**Page excerpt:**
____________________
Keywords: 16S sequencing; IgA reactivity; IgA+ B cells; enterotypes; helper-T cells; intestinal microbiota; γδT cells.

Figure 1

Clustering of individuals based on their microbiota composition. (A) Unsupervised hierarchical clustering based on Bray Curtis dissimilarity of 35 individuals using all detected bacterial genera (n = 228). Relative abundance of the most abundant genera are shown in the heatmap. When genus name was not assigned, the family name is given. A cluster of related microbiota profiles was determined as a cut-off value at height 0.7 of the dissimilarity index. Sample numbers given on the right # indicate vegetarian individuals. (B) Relative abundance of Bacteroides, Prevotella, and Ruminococcus for individuals within each of the three main clusters defined in A. Each dot represents one individual, red lines are median values. Statistics were calculated with Mann-Whitney U-test. ^***P < 0.001; ^****P < 0.0001.
____________________
**Recorded information:**
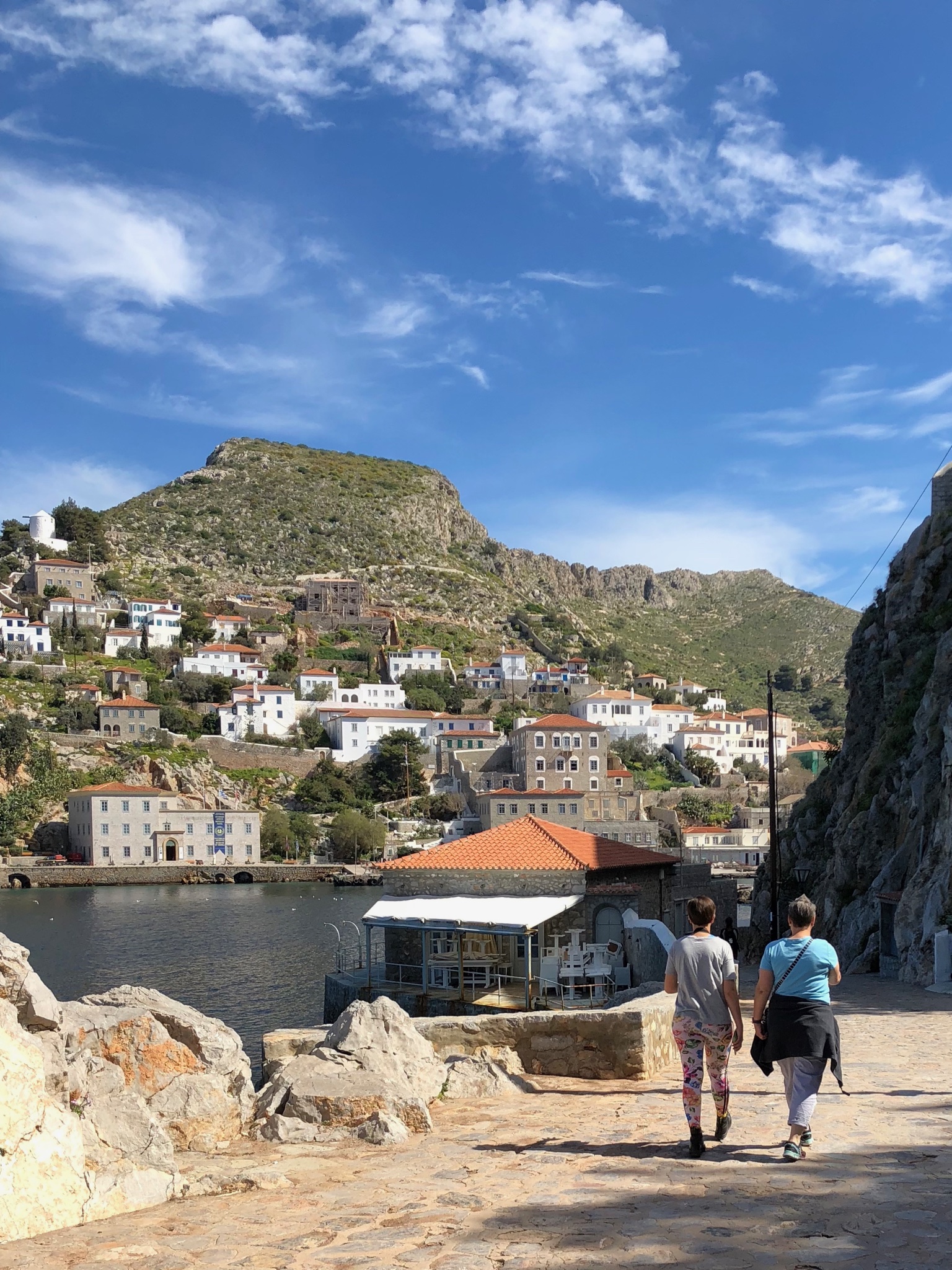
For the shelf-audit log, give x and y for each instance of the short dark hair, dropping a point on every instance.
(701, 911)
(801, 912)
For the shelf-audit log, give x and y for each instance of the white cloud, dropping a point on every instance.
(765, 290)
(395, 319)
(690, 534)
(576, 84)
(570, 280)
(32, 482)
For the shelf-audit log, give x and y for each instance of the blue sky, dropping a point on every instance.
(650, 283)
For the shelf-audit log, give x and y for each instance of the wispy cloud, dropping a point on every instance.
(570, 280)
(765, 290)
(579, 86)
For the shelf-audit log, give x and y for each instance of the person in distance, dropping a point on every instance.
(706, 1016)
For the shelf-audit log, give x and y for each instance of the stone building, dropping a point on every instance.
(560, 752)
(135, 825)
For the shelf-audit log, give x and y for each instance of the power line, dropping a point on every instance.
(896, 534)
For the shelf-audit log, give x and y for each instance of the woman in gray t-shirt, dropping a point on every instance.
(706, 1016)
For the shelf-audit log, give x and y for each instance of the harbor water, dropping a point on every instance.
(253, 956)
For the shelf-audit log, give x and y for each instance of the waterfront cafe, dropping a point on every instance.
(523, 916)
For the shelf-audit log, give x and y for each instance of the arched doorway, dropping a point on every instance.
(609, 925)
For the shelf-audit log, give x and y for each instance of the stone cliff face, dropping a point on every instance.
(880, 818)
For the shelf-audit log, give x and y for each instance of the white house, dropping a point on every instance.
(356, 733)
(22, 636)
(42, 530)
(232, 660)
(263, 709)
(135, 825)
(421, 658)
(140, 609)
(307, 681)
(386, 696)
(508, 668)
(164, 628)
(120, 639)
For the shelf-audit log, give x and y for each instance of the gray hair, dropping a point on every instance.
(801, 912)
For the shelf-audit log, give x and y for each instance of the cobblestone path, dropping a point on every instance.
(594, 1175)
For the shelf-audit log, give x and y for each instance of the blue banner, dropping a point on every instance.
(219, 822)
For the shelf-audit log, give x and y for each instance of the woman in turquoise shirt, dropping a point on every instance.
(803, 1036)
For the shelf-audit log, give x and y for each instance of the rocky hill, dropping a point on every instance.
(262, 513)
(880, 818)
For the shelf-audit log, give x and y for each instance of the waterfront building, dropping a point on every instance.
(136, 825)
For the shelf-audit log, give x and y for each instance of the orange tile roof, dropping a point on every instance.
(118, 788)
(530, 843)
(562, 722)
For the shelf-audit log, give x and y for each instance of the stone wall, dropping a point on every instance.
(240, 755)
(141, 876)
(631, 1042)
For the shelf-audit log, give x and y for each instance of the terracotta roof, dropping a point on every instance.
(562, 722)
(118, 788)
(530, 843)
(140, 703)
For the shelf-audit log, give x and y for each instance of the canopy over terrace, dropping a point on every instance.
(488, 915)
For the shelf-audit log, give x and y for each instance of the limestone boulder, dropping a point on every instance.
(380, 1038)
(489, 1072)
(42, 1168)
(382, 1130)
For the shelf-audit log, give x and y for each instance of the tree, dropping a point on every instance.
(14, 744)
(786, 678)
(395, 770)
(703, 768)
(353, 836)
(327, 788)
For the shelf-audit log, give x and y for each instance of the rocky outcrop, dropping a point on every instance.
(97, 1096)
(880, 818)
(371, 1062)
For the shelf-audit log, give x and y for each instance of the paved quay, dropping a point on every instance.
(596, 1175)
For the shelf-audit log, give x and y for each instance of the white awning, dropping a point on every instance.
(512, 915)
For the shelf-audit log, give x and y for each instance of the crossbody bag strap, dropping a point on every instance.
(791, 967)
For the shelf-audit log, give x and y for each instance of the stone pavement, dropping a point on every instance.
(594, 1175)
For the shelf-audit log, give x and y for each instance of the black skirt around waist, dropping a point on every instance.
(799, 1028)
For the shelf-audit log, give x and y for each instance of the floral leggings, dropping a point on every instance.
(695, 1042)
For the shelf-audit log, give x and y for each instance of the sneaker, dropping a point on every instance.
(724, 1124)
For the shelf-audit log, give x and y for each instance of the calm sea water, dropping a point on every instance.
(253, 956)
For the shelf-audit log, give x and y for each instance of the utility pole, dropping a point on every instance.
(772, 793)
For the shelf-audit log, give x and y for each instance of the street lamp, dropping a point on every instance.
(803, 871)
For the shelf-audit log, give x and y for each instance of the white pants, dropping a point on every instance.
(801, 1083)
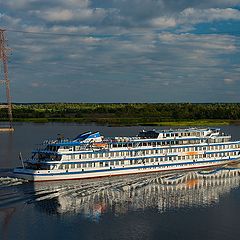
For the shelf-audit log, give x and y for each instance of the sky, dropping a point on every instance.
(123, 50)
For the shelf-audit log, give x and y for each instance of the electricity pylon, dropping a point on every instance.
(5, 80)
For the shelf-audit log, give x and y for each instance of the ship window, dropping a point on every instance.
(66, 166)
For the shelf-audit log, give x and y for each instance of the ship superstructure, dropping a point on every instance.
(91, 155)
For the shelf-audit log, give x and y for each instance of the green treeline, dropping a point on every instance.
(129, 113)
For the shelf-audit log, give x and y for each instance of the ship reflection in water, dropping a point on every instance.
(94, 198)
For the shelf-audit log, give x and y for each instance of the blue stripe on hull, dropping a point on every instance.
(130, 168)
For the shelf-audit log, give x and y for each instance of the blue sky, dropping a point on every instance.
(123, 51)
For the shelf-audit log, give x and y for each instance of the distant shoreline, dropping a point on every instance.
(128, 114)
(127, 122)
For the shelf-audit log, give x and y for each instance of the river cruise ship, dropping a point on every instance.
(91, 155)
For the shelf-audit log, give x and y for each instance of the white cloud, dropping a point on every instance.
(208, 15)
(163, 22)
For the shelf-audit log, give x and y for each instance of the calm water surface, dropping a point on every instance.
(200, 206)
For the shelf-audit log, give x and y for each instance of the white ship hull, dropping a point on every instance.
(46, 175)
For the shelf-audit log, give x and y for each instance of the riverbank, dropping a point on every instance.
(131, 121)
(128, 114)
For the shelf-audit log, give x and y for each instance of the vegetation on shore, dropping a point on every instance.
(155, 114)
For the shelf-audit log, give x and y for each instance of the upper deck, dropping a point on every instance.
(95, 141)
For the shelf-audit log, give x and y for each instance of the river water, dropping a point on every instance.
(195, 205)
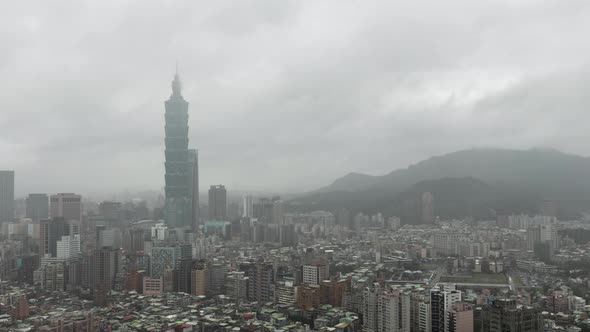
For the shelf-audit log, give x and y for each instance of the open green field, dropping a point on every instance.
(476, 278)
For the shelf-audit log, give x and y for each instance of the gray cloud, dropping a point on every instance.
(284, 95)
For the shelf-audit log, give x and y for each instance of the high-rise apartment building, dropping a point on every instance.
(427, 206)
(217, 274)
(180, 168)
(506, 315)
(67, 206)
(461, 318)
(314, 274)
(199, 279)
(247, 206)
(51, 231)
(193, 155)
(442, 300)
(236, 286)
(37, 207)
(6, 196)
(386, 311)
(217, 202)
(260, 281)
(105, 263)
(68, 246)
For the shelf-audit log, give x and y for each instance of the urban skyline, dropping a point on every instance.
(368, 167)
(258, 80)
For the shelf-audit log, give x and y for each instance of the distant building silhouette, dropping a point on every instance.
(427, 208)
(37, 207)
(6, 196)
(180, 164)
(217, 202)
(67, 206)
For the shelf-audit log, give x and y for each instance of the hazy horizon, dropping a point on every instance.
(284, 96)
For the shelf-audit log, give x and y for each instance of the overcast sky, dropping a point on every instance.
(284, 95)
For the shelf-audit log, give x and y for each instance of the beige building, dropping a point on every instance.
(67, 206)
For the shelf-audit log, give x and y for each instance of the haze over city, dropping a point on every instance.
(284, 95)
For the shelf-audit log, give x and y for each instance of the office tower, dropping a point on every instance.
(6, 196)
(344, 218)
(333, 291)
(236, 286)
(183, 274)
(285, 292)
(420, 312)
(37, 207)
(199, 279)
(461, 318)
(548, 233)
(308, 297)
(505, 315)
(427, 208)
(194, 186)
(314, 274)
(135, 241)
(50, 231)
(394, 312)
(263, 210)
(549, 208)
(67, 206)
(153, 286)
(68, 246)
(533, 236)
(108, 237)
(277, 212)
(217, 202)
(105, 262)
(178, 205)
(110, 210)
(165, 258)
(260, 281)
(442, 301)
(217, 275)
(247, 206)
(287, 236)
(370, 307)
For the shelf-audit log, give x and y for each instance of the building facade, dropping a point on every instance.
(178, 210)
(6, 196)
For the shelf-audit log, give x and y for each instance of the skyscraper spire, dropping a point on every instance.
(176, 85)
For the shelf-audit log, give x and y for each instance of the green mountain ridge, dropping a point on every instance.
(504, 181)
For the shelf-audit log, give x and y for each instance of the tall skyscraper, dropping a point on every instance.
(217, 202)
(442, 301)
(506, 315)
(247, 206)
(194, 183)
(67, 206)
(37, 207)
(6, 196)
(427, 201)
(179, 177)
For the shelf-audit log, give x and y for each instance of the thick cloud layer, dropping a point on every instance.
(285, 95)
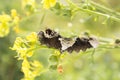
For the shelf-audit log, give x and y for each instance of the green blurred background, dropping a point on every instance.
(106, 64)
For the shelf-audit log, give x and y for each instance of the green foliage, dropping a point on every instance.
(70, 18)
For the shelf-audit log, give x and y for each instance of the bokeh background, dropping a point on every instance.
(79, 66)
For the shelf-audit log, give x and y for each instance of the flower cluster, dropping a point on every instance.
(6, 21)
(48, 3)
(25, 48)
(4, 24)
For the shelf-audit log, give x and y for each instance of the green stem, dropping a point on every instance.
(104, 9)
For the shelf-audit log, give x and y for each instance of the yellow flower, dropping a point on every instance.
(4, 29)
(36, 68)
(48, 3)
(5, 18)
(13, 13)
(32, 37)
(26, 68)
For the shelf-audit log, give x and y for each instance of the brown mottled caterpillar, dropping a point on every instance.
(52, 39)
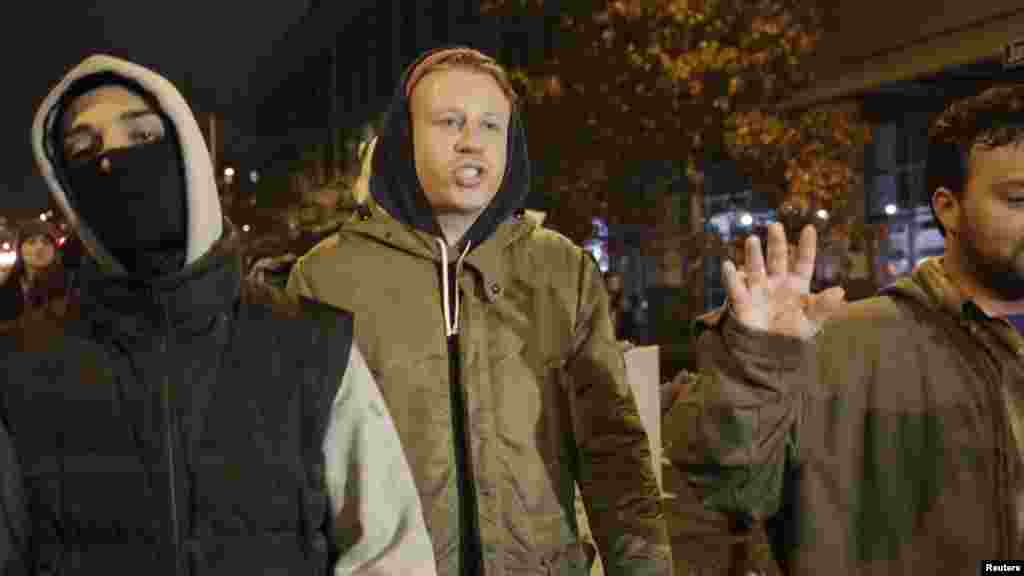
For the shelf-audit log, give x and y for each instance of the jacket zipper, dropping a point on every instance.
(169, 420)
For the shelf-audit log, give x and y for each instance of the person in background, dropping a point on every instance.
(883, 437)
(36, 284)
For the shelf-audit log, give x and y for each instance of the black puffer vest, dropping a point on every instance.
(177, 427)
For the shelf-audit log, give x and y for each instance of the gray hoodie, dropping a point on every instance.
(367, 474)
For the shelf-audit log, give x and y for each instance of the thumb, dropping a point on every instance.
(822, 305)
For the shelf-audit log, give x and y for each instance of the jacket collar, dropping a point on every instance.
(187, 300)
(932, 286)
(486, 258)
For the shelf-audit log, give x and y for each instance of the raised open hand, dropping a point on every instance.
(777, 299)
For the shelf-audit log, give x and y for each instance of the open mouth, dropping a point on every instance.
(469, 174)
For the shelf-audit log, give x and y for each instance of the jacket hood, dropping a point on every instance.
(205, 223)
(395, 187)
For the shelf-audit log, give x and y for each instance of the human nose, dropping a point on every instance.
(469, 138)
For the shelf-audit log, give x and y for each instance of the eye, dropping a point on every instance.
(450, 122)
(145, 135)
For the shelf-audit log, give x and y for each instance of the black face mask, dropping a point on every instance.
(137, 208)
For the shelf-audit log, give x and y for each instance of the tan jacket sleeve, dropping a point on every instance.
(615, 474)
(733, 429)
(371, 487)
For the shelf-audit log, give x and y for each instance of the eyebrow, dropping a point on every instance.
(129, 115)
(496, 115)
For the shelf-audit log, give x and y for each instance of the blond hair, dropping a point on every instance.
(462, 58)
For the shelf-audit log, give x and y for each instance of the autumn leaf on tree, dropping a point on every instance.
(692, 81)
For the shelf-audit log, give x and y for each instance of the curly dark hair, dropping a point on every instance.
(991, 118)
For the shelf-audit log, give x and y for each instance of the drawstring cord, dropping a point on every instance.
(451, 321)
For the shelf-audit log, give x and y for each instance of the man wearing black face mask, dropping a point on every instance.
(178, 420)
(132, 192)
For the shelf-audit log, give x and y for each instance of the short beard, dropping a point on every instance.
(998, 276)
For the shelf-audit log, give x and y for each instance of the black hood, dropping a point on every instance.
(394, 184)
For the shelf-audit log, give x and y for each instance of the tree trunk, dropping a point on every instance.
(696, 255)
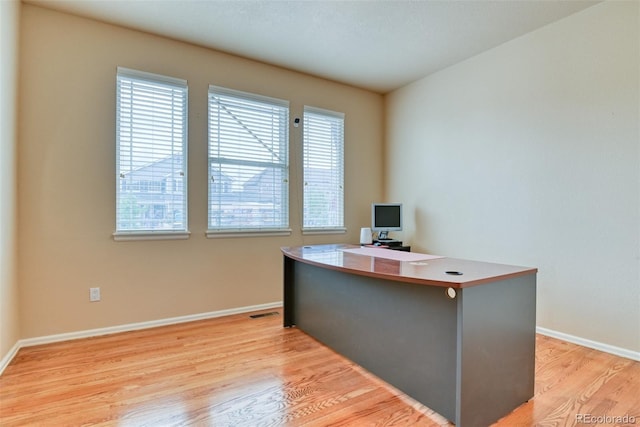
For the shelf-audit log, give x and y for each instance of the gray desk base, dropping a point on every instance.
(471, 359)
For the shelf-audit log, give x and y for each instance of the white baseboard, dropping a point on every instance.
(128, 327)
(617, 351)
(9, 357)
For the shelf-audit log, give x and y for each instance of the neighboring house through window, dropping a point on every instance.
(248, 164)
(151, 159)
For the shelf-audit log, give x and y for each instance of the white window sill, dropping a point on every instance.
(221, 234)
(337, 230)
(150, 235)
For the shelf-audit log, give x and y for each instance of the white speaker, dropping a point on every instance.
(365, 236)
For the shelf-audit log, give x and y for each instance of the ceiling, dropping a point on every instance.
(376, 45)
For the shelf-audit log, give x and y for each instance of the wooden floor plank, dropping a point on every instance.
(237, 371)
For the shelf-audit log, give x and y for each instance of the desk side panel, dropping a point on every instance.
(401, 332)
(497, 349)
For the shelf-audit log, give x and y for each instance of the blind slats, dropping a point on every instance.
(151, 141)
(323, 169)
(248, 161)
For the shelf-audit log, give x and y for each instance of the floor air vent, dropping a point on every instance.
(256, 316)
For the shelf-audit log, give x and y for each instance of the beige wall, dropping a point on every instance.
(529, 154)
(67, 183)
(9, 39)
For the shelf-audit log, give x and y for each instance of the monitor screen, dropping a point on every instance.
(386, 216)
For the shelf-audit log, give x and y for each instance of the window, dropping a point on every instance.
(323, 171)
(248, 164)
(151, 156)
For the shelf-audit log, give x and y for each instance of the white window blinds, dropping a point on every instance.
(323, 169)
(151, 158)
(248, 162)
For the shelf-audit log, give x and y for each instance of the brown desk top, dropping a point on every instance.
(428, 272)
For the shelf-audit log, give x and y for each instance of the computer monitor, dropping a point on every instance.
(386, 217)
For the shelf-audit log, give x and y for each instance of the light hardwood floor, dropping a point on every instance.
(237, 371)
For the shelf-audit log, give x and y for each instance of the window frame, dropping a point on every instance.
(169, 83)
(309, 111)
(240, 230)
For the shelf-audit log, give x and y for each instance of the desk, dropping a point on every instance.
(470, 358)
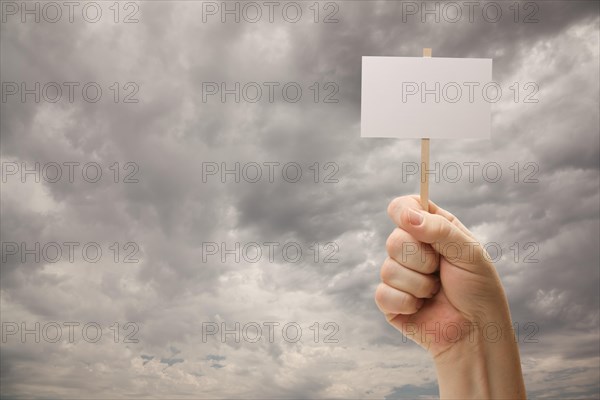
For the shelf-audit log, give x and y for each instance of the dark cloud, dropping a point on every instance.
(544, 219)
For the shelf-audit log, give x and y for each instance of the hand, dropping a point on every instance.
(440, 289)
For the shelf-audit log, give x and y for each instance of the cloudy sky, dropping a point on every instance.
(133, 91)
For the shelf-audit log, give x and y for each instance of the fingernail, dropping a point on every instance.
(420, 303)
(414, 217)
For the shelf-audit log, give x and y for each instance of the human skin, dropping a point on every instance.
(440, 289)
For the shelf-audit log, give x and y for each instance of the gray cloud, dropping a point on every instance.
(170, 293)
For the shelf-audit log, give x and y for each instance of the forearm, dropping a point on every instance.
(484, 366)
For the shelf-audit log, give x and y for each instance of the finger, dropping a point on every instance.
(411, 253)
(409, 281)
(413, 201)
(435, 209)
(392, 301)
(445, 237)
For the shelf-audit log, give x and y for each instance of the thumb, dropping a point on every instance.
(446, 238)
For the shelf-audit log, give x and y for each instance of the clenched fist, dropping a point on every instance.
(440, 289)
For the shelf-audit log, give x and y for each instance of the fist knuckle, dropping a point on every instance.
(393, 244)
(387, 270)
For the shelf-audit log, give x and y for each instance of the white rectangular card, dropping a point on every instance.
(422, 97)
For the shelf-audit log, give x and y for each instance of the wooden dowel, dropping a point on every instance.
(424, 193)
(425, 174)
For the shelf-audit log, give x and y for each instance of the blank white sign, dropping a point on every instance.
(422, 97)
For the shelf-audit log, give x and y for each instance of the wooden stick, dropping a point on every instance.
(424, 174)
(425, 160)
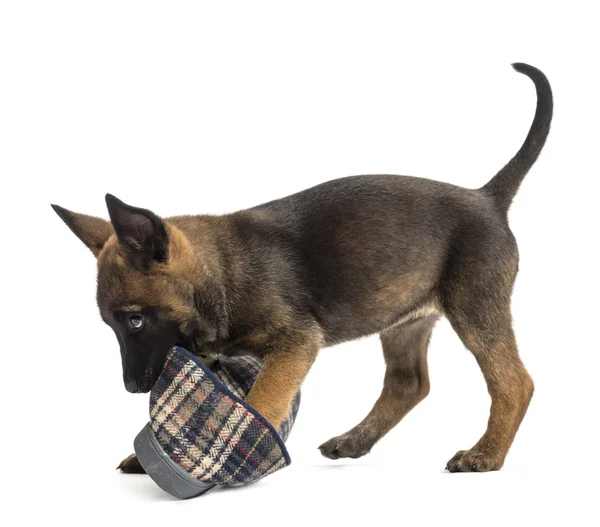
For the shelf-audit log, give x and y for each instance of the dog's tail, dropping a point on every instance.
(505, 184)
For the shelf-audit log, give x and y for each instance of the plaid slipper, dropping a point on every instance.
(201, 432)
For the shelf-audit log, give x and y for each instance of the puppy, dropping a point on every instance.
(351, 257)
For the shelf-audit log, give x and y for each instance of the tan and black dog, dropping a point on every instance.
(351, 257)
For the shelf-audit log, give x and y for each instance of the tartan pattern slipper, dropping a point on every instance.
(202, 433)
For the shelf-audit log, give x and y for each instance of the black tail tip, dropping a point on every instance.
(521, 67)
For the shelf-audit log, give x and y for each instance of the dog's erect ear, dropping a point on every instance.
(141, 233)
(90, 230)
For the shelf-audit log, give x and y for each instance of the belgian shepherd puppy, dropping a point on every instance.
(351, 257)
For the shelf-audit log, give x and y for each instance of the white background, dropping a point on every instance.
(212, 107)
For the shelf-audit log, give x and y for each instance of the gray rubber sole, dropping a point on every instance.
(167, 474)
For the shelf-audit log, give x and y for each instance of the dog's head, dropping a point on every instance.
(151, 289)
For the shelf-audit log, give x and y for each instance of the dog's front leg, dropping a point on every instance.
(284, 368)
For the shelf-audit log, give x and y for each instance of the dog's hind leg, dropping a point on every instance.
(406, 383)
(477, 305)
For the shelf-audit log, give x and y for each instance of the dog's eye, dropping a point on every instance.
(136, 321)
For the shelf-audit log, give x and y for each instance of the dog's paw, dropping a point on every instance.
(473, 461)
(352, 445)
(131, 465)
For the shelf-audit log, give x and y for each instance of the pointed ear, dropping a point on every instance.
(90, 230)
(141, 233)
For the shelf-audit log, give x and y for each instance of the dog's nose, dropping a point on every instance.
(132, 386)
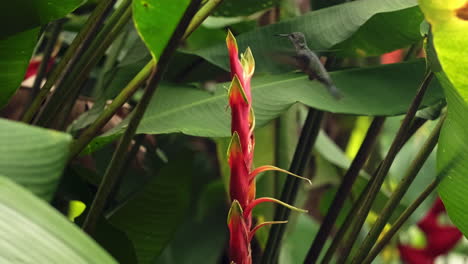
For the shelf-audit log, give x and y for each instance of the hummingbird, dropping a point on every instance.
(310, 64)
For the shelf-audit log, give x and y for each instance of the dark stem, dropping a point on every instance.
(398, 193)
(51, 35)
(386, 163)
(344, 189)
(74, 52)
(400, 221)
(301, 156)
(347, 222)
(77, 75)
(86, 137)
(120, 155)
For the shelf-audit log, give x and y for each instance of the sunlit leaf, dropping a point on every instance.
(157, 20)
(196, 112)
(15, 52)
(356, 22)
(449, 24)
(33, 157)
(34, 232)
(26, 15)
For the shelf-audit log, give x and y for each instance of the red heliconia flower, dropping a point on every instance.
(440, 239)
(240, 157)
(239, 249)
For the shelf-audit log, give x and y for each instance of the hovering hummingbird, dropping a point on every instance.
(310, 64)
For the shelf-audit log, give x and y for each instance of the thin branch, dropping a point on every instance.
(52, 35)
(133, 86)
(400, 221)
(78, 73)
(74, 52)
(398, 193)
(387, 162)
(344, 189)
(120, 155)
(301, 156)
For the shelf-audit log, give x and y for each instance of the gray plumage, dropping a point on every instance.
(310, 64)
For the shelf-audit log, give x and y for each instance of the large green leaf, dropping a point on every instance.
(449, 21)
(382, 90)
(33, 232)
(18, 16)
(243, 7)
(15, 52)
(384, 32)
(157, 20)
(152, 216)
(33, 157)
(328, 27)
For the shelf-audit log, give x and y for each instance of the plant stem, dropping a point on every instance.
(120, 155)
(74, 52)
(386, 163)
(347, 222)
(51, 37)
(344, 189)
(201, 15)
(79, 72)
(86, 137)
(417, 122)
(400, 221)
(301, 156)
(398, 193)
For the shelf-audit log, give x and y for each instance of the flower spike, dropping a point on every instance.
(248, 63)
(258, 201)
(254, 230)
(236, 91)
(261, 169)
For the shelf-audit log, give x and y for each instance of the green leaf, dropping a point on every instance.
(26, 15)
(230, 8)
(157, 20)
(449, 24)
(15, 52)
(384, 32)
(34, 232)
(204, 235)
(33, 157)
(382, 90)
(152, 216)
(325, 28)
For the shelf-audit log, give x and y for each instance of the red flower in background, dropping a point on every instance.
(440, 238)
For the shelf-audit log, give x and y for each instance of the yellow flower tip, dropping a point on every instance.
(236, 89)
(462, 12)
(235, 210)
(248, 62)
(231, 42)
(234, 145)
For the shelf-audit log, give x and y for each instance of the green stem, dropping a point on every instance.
____________________
**Task 1:** Condense the figure caption on gut microbiota clustering, the paragraph beginning "Clustering of individuals based on their microbiota composition," into a short bulleted list that keeps its main facts.
**Task 2:** Give a Spanish translation of this sentence from the figure caption on gut microbiota clustering: "When genus name was not assigned, the family name is given."
**Task 3:** Pick up the figure caption on gut microbiota clustering after its last sentence and write what follows.

**Answer area 1:**
- Panel A: 35 individuals were grouped by unsupervised hierarchical clustering using Bray Curtis dissimilarity across all 228 detected bacterial genera.
- A heatmap shows the relative abundance of the most abundant genera. The family name is given where no genus was assigned.
- Clusters were defined by a cut-off at height 0.7 of the dissimilarity index.
- Vegetarian individuals are marked with # next to their sample numbers.
- Panel B: This panel shows the relative abundance of Bacteroides, Prevotella, and Ruminococcus in the three main clusters. Each dot is one individual, and red lines mark medians.
- Statistics: Mann-Whitney U-test.

**Answer area 2:** Cuando no se asignó el nombre del género, se indica el nombre de la familia.

**Answer area 3:**
Figure 2

Bacterial diversity differs between the three specified clusters. (A) Relative abundance per cluster of the 20 most abundant bacteria present in our cohort. Each column shows the median plus interquartile range of the relative abundance of bacterial genera (or if not identified bacterial family), relative abundance of 1.0 = 100%. The numbers below indicate corresponding genus, colors show the bacterial family of the various genera. Ruminococcaceae I, II, and III and Lachnospiraceae I and II could not be assigned to different genera, but differ in OTU clusters. (B) Shannon diversity index for each of the three clusters to determine bacterial diversity. (C) Bacterial richness - defined as the total number of observed unique species per cluster. Bars represent median values with interqartile range. Statistics were calculated with Mann-Whitney U test. ^**P < 0.01; ^***P < 0.001.

Figure 3

Alterations in Th cell subsets in individuals with distinct intestinal microbiota. (A) Absolute numbers of total T cells and T-cell subsets for Clusters 1 (n = 7), Cluster 2 (n = 7), and Cluster 3 (n = 20). Individuals per cluster differ for cell subsets marked with a “#” T cells: C1 = 7, C2 = 8, C3 = 20/CD4 and CD8 T cells: C1 = 7, C2 = 7, C3 = 20; γδT cells: C1 = 5, C2 = 8, C3 = 20 and Tfh: C1 = 4, C2 = 4, C3 = 11. Top right - Ratio of Th1 to Th2 cells. (B) B-cell counts for total B-cells and B-cell subsets for Clusters 1 (n = 7), Cluster 2 (n = 7) and Cluster 3 (n = 19). (C) Ratio of IgA1+/ IgA2+ B-cells for Cluster 1 (n = 5), Cluster 2 (n = 6), and Cluster 3 (n = 18). Bars in A-C represent median values with interquartile ranges. Statistics were calculated using the Mann-Whitney U test: ^*P < 0.05; ^**P < 0.01; ^****P < 0.0001.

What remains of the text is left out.